**SOURCE PASSAGE**

*** Block opens ***

Earlier, you manually updated the weight of a network, gaining insight into how training works behind the scenes. However, this method isn’t scalable for deep networks with many layers.

Thankfully, PyTorch provides the SGD optimizer, which automates this process efficiently in just a few lines of code. Now, you’ll complete the training loop by updating the weights using a PyTorch optimizer.

A neural network has been created and provided as the ``model`` variable. This model was used to run a forward pass and create the tensor of predictions ``pred``. The one-hot encoded tensor is named ``target`` and the cross entropy loss function is stored as ``criterion``.

``torch.optim`` as ``optim``, and ``torch.nn`` as ``nn`` have already been loaded for you.

### Instructions

* Use ``optim`` to create an ``SGD`` optimizer with a learning rate of your choice (must be less than one) for the model provided.
* Update the model's parameters using the optimizer.

In [36]:
pred = model(input_tensor)
pred

tensor([[-0.5398,  0.0948]], grad_fn=<AddmmBackward0>)

In [42]:
target = torch.tensor([[1.0, 0.0]])
target

tensor([[1., 0.]])

In [43]:
# Create the optimizer
optimizer = optim.SGD(model.parameters(), lr=0.001)

loss = criterion(pred, target)
loss.backward()

# Update the model's parameters using the optimizer
optimizer.step()

*** Block closes ***

**TASKS AND EXERCISES**
1) In the PyTorch exercise, rewrite the part from "### Instructions" to "using the optimizer.", replacing "learning rate" with "step size".
2) In the PyTorch exercise's code, what learning rate is passed when the SGD optimizer is created?

**DATASET EXCERPTS**

*** Block opens ***

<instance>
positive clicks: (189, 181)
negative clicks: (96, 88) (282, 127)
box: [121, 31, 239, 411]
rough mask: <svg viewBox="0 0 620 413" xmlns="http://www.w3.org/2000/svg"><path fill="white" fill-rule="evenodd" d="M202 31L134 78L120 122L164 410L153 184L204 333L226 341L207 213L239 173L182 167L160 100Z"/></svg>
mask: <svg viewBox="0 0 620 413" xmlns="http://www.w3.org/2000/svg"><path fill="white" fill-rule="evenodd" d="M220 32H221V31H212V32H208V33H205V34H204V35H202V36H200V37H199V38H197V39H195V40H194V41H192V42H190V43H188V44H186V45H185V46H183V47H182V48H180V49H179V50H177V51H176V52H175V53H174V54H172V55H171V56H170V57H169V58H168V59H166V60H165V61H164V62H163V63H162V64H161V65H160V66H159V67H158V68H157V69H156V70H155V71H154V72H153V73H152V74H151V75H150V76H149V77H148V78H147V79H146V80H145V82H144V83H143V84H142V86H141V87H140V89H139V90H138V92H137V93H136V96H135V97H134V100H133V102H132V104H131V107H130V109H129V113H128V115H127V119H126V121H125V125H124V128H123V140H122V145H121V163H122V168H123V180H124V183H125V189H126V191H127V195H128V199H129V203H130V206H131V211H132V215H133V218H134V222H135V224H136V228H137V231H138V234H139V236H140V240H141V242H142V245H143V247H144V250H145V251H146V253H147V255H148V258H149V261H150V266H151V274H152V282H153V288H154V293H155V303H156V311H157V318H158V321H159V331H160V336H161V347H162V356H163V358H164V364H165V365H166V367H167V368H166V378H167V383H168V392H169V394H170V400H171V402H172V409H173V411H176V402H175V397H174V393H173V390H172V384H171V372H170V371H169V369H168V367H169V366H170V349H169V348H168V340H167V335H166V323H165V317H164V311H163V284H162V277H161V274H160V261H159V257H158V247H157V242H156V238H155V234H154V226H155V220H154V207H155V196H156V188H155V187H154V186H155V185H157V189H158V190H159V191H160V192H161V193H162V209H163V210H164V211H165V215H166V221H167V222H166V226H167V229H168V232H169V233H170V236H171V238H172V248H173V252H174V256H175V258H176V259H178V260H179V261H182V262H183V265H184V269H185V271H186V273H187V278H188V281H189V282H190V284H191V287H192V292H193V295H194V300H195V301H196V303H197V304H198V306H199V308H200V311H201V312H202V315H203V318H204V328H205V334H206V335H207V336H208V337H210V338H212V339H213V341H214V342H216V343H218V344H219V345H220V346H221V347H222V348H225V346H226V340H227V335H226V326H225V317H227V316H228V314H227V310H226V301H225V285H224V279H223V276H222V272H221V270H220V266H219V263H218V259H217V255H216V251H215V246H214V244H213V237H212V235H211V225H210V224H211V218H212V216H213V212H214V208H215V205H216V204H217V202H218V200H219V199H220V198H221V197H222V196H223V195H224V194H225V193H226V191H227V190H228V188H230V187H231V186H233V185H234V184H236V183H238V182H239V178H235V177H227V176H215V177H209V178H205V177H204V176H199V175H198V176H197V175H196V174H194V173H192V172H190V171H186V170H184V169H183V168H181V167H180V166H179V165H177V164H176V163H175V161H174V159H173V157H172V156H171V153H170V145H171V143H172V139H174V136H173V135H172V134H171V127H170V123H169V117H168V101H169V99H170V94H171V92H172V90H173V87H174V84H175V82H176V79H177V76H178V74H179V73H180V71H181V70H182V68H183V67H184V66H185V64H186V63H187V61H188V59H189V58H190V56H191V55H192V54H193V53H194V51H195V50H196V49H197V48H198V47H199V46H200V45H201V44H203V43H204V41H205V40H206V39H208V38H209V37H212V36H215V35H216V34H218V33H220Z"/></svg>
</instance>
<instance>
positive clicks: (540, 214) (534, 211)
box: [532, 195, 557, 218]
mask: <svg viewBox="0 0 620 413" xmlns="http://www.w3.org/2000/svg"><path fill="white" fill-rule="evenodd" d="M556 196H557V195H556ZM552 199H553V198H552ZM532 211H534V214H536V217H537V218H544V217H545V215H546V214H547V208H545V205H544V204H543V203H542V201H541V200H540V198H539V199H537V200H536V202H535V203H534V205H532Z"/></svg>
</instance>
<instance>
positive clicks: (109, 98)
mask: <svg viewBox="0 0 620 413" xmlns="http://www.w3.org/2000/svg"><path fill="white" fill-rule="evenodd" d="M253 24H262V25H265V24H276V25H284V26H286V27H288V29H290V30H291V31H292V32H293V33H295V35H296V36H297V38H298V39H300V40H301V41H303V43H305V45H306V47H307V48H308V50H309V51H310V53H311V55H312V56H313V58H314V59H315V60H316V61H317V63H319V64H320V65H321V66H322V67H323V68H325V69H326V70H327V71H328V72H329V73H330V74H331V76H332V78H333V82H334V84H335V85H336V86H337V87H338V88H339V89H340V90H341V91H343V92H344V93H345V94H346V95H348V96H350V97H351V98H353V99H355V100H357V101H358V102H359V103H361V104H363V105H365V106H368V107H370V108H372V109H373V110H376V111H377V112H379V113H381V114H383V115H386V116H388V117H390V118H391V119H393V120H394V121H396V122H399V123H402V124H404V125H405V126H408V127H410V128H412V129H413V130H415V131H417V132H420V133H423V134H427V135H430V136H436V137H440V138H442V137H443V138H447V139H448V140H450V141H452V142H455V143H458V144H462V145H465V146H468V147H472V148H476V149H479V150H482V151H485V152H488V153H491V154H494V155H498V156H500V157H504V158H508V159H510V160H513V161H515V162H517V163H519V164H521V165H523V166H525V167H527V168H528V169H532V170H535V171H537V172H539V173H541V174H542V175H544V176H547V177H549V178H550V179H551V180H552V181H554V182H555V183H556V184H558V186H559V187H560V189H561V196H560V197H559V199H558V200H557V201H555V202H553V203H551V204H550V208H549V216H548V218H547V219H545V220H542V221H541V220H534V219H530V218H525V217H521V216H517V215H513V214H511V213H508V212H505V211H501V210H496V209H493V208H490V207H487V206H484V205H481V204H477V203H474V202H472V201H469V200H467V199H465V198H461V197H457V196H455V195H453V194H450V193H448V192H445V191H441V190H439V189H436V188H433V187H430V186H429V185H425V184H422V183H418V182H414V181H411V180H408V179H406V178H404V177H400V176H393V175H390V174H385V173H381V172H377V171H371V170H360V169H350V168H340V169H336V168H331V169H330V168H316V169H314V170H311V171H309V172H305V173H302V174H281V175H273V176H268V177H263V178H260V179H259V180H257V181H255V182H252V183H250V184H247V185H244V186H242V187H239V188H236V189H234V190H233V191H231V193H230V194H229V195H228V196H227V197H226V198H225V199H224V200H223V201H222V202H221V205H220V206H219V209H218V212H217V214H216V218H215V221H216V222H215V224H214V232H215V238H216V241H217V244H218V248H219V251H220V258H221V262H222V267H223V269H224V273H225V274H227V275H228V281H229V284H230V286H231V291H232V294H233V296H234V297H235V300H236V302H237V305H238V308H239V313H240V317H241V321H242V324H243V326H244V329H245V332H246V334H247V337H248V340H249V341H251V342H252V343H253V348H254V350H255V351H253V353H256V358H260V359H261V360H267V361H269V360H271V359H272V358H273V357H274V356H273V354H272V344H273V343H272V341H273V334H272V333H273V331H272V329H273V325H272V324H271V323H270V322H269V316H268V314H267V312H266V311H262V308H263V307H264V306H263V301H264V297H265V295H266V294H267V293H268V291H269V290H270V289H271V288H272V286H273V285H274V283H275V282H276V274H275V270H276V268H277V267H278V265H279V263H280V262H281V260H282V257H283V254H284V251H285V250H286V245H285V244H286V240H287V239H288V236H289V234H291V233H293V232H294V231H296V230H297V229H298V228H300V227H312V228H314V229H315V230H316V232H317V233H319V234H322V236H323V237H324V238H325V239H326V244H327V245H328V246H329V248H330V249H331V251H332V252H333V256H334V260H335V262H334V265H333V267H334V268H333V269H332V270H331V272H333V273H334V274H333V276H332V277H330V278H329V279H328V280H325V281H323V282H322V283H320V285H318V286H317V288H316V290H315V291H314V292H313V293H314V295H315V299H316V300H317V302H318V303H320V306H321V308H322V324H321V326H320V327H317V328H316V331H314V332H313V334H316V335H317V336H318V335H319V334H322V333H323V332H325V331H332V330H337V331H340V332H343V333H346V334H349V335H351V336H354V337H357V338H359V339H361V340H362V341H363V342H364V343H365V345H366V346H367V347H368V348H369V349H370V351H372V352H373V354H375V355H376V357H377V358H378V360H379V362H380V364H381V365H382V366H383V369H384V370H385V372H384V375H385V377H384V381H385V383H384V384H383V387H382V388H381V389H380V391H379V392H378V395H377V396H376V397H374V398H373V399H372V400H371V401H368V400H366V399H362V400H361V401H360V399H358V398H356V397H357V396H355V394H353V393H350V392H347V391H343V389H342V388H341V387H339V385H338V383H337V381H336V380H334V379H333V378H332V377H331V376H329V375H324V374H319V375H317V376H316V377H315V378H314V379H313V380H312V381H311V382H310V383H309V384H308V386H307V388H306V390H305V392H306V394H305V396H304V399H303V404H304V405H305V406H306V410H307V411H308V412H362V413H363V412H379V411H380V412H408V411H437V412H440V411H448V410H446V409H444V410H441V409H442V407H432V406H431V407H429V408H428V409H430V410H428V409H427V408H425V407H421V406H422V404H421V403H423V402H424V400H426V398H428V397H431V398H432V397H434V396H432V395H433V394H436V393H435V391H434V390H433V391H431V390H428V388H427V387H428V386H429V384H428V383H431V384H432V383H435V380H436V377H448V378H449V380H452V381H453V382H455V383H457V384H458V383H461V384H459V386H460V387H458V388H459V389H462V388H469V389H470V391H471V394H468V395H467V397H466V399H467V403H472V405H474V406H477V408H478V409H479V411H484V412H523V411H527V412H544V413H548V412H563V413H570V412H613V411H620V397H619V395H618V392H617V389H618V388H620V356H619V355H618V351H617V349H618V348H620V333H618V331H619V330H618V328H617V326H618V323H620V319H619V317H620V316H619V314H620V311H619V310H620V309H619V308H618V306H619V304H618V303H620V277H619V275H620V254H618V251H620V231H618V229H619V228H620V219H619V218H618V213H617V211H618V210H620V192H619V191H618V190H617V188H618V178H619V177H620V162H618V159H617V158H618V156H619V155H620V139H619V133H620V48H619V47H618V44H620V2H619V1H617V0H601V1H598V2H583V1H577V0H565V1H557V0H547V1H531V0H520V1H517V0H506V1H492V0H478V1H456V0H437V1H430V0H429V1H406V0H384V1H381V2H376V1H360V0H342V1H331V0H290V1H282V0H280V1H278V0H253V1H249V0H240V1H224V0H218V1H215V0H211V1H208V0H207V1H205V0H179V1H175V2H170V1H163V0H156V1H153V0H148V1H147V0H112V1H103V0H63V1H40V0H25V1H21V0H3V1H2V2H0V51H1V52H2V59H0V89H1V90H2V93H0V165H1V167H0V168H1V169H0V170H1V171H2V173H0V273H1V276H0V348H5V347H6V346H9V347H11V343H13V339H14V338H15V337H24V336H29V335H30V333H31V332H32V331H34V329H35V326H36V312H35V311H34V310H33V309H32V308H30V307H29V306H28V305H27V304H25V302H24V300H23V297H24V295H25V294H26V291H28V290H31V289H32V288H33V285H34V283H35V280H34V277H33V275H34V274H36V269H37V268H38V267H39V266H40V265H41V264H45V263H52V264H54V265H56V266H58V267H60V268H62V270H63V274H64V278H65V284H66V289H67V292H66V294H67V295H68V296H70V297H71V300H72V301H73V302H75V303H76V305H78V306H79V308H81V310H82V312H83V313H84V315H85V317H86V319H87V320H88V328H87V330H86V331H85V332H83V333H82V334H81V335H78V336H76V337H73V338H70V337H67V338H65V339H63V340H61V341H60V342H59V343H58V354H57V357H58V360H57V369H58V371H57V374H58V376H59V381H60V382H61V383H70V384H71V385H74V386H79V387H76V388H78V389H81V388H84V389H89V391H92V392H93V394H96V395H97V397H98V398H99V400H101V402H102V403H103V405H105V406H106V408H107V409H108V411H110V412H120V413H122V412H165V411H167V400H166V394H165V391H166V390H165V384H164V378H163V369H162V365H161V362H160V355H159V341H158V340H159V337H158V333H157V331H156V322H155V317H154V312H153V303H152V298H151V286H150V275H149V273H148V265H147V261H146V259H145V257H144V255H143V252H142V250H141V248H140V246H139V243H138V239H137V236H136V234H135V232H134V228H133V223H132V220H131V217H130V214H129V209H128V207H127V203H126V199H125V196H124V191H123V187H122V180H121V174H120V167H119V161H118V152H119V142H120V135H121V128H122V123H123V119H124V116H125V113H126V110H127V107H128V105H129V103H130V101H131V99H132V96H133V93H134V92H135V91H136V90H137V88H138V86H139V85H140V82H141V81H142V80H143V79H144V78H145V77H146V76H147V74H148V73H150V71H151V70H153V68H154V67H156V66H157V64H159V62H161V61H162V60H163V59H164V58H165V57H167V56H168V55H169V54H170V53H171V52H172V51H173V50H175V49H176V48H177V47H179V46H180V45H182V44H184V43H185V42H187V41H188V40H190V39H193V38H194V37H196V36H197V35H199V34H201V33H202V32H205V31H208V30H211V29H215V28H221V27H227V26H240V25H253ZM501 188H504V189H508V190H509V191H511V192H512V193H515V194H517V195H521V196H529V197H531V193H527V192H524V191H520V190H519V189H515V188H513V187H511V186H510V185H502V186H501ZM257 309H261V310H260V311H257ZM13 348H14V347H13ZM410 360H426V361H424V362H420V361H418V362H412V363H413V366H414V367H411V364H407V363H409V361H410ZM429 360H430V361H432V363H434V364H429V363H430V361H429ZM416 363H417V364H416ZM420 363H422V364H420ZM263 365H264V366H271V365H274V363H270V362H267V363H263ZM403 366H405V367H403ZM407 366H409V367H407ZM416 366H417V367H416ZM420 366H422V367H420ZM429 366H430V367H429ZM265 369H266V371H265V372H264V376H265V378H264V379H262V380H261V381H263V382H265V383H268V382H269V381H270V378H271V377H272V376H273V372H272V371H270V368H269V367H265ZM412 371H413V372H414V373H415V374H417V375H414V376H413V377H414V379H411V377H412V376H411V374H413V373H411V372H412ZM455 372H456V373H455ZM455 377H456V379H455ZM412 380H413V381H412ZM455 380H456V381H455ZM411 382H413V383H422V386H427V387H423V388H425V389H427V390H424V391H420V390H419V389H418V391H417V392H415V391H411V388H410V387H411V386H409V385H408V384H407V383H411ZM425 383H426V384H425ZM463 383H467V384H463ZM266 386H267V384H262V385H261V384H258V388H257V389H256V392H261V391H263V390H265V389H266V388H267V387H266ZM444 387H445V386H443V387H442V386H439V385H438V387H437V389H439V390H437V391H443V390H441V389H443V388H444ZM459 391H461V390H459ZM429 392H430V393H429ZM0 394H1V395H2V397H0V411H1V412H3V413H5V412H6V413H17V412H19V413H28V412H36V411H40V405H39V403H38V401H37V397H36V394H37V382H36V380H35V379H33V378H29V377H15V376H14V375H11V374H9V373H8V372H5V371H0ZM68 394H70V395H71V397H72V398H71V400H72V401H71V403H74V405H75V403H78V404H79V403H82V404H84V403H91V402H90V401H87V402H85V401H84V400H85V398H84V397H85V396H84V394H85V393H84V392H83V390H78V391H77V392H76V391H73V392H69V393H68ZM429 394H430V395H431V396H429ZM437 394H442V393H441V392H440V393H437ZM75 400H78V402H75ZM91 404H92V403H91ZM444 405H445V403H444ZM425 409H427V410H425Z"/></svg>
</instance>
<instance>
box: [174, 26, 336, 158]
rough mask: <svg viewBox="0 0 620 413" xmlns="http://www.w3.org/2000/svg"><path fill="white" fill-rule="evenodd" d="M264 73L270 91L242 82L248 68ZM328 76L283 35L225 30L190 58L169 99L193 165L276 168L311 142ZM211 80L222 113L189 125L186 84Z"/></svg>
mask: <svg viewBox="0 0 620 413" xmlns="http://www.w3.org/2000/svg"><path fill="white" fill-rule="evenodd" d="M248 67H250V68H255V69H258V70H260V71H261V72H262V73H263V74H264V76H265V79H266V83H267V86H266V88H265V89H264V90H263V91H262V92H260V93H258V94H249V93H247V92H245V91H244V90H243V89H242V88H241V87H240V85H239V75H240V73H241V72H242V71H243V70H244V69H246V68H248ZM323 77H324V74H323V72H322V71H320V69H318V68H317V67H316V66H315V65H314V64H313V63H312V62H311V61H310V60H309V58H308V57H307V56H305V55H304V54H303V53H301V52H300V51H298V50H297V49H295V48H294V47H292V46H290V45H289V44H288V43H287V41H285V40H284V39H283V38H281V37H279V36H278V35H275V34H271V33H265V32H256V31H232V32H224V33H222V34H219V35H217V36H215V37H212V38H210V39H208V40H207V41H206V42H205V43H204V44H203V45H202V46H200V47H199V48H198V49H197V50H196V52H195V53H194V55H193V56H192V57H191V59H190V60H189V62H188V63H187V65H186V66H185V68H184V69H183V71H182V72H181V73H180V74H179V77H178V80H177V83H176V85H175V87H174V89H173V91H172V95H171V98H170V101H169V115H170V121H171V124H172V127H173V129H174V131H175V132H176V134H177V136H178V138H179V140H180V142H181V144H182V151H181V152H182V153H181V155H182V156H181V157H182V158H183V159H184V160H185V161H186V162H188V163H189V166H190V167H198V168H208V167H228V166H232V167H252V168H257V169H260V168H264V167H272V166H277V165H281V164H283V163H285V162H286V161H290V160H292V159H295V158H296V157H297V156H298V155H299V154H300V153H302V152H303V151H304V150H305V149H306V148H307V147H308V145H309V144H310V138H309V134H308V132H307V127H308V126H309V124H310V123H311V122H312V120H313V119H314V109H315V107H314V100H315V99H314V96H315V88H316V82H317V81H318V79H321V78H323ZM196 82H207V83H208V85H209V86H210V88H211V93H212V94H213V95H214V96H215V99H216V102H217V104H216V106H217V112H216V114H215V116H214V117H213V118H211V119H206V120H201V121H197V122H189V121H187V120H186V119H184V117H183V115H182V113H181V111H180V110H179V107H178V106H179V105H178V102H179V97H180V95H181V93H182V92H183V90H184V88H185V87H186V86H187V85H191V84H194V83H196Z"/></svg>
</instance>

*** Block closes ***
*** Block opens ***

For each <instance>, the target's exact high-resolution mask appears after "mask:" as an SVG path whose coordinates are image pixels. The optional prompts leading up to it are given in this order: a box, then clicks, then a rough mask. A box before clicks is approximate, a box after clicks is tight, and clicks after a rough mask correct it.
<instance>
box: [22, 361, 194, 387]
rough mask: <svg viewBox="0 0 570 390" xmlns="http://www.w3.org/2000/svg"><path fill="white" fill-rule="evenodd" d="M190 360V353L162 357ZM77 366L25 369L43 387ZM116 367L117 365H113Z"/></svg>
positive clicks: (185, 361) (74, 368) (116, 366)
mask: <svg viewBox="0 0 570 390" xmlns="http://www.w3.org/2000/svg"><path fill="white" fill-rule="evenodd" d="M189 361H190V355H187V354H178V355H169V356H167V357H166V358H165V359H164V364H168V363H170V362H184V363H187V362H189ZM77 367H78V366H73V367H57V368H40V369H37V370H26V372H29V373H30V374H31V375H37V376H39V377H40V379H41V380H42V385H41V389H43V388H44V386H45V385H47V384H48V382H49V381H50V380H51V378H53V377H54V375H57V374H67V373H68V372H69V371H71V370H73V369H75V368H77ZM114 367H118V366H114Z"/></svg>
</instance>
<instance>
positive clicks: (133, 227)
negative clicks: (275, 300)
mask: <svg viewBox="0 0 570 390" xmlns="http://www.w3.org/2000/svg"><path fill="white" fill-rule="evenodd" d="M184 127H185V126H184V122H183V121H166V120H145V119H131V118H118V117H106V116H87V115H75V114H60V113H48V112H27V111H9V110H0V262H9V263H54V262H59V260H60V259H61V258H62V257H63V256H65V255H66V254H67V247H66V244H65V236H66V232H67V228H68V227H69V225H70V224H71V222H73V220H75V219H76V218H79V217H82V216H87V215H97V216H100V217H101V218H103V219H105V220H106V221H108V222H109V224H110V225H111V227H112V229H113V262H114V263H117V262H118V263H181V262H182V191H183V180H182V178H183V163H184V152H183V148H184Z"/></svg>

*** Block closes ***

**RESPONSES TO THE TASKS**
1)
### Instructions

* Use ``optim`` to create an ``SGD`` optimizer with a step size of your choice (must be less than one) for the model provided.
* Update the model's parameters using the optimizer.

2) 0.001